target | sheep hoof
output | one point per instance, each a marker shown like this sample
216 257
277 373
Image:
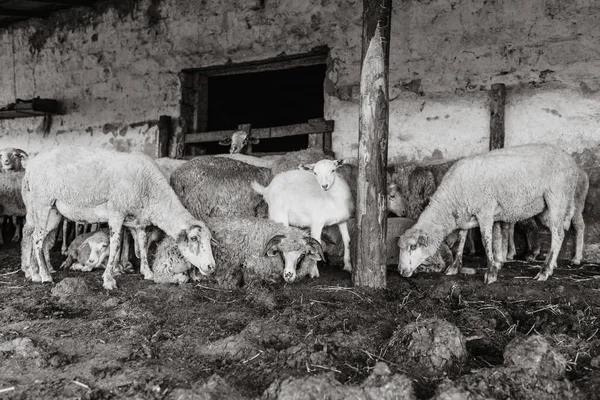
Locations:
150 276
490 278
541 276
109 283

# # # #

EXERCISE INSTRUCTIONS: Would you retype each line above exactly and skip every image?

ANSWER BELOW:
target | sheep hoof
output | one point per instance, each a marker shown like this sample
216 257
277 373
Image:
Locations:
150 276
490 278
541 276
109 283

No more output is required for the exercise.